■ **Exercise instructions**:
Using the entries below, quote exactly the span of lines that begins with the line containing "Target: wing tip" and ends with the final line.

::: Dataset content

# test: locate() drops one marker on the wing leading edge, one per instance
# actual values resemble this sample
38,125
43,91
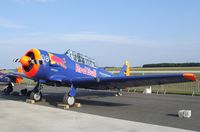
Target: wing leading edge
131,81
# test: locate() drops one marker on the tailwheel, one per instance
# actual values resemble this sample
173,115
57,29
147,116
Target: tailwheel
37,96
8,89
69,100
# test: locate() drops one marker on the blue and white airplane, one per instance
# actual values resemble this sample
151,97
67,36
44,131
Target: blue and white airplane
75,70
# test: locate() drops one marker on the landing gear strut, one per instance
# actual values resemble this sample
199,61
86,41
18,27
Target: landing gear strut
69,98
36,93
8,89
118,93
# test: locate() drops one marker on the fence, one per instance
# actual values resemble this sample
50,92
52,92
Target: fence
190,88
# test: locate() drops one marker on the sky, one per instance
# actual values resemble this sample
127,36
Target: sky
110,31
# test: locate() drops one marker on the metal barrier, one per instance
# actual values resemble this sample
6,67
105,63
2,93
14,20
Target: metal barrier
190,88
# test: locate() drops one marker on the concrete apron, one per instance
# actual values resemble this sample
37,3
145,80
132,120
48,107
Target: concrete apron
23,117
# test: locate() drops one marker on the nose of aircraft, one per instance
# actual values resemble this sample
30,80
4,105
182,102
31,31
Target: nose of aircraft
25,60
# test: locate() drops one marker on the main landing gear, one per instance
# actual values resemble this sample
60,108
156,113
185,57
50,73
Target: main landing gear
69,98
118,93
8,89
36,93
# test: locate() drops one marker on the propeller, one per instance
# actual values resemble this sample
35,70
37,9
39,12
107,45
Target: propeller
26,60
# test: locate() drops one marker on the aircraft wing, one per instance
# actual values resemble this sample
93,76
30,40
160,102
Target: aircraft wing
131,81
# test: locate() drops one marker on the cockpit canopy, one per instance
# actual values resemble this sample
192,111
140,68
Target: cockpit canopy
80,58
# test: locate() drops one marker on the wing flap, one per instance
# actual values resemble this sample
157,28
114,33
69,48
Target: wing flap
131,81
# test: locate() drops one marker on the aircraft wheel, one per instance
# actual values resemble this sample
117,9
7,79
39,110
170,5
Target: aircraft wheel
70,100
8,90
37,96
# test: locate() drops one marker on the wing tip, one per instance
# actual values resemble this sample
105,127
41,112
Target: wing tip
190,76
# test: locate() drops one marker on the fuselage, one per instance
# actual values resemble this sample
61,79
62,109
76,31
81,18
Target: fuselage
58,66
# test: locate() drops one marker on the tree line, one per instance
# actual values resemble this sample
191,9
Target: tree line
172,65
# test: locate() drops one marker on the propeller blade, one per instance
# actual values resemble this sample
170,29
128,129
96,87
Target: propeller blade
16,60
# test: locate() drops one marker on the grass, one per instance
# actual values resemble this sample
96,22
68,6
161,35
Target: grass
159,69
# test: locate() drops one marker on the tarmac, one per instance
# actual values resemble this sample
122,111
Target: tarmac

::::::

■ **Final answer**:
Target: wing tip
190,76
# test: locate() drops one marker on the fuselage, one per instance
# actual values resemble this sample
61,79
62,109
76,31
81,18
Target: fuselage
58,66
# test: locate() drops one marker on the tree line, one per instance
# actual values resemble this sample
191,9
Target: tree line
172,65
# test: locate() drops one marker on the propeller blade, one per instance
# actual values resemble this sample
170,29
128,129
96,87
Target: propeller blade
16,60
# test: locate() drops one marker on the grass, one per instance
# actual values resemble this sample
96,22
68,6
161,35
Target: grass
159,69
# test: locate() drops one marker on the tarmac, one per instance
# actual values resemble this sample
122,111
Target: tarmac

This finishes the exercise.